- **Labeled point records**
[start]
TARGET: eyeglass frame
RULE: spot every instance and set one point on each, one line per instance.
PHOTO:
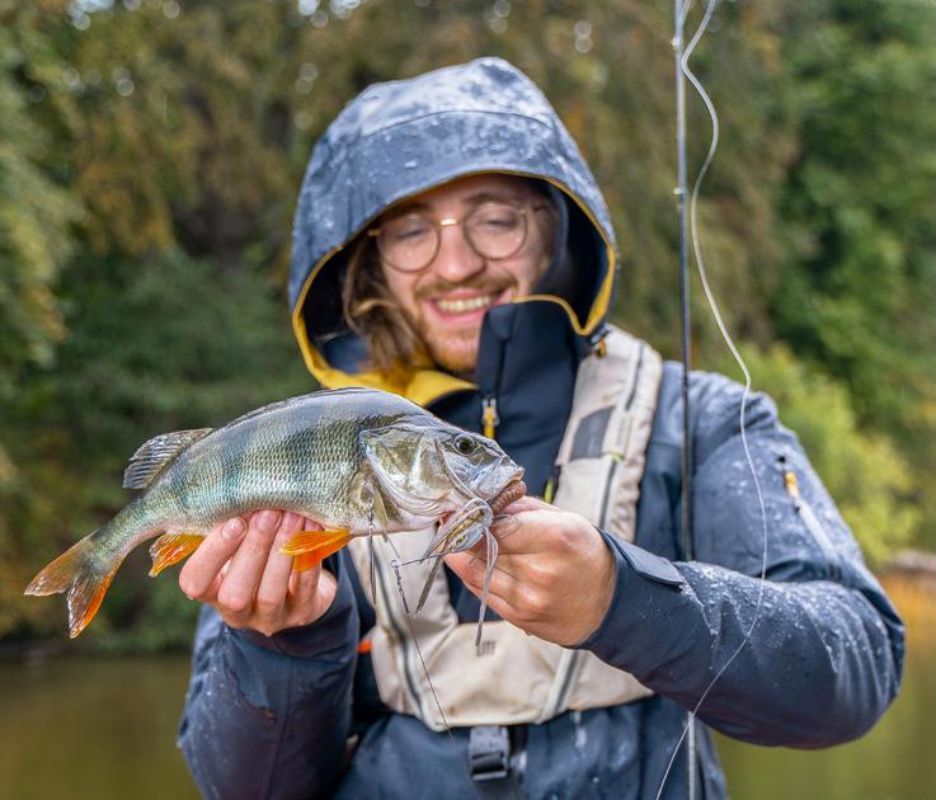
(448, 222)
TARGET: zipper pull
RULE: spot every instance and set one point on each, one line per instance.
(489, 418)
(598, 343)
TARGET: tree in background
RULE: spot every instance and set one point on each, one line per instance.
(154, 149)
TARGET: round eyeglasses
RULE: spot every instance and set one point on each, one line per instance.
(410, 242)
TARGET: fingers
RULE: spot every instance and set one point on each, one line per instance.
(200, 572)
(274, 582)
(311, 593)
(238, 590)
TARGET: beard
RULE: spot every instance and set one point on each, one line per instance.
(454, 351)
(455, 348)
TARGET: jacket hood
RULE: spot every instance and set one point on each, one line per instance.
(402, 138)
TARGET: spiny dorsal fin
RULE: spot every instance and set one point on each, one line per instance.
(159, 451)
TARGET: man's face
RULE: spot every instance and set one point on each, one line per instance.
(447, 300)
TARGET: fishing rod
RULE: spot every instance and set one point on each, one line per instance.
(681, 8)
(683, 73)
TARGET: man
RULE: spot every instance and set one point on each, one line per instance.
(452, 246)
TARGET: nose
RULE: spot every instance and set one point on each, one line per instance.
(456, 260)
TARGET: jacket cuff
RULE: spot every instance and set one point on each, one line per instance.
(328, 634)
(646, 585)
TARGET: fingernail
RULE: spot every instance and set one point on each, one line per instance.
(232, 529)
(268, 520)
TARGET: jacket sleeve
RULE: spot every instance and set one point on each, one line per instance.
(809, 657)
(269, 716)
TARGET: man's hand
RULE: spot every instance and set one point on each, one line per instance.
(239, 571)
(554, 576)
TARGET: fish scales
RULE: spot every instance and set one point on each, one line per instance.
(354, 460)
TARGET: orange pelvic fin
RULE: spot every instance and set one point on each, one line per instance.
(310, 548)
(80, 574)
(171, 548)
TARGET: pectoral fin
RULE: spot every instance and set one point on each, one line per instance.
(171, 548)
(310, 548)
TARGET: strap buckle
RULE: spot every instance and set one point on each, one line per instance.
(489, 752)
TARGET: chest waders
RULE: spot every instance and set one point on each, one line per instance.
(517, 678)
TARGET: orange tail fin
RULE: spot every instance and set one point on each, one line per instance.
(310, 548)
(171, 548)
(80, 574)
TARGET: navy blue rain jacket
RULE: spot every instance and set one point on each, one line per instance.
(808, 658)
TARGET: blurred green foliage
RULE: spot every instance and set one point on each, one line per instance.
(151, 151)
[end]
- **What you are asked to do**
Reproduce all of the data above line for line without changing anything, but leave the picture out.

- **Complete answer**
TARGET: eyeglass frame
RULE: spot every instance and set one point on each, one line per instance.
PHOTO:
(448, 222)
TARGET: zipper pull
RULE: spot every instance and set one point on each, one line per instance.
(489, 418)
(598, 343)
TARGET: tree in background
RULE: spot every instance and set one point on each, one line per instance.
(154, 149)
TARGET: round eyeglasses
RULE: spot every instance and set one point on each, one line per instance.
(410, 242)
TARGET: fingers
RULE: spot every instance and set one point on each, one line per instance.
(200, 572)
(274, 582)
(311, 593)
(238, 590)
TARGET: beard
RULE: spot every instance and set one point on each, one line per instance.
(454, 351)
(455, 348)
TARGET: jacket hood
RULE: spot every instance and set one point on each, one line per instance.
(402, 138)
TARGET: spiny dorsal fin
RULE: spot every instance and set one point on each, one line per instance.
(159, 451)
TARGET: man's face
RULE: spot every instance and set one point on each, one line per instance.
(447, 300)
TARGET: fishing rod
RULE: spot every instance and set one point on each, one line per instance.
(681, 8)
(683, 73)
TARGET: man
RULE: spot every instance and set one point on each, one line per instance.
(452, 246)
TARGET: nose
RULE: spot every instance and set one point on each, one line per instance.
(456, 260)
TARGET: jacket cuff
RULE: spot every instance and set one point on each, one line per instance.
(328, 634)
(646, 585)
TARGET: fingernail
RULE: spot every instance and set one point on each, one line per instance.
(232, 529)
(268, 520)
TARGET: jacket sleeve
RULE: spot every instance and set one point on each, one line per instance.
(809, 657)
(269, 716)
TARGET: man's hand
RULE: spot every instance and set one point on each, one line per instance.
(239, 571)
(554, 576)
TARGET: fish scales
RULE: spot every instance and set one point on each, one line per instance.
(354, 460)
TARGET: orange pelvic fin
RULE: spot every instance and set one point on each, one line per instance.
(310, 548)
(80, 574)
(171, 548)
TARGET: pectoral fin
RULE: spot every instance and set one point on each, one line per instance.
(171, 548)
(310, 548)
TARGET: strap buckle
RULE: spot every instance and set one point on each, one line per instance.
(489, 752)
TARGET: chest waders
RULE: spot every instance and set one point on each, one line per instance.
(517, 678)
TARGET: orange tail fin
RULE: spot every instance and set one point on each, one line per instance.
(310, 548)
(171, 548)
(80, 574)
TARGET: navy blue rain jacket
RULE: spot every instance and set one point on each, one line per instance.
(808, 658)
TARGET: blurred green foliage
RULE: spot every instance and set one point on each, one line per instance.
(151, 151)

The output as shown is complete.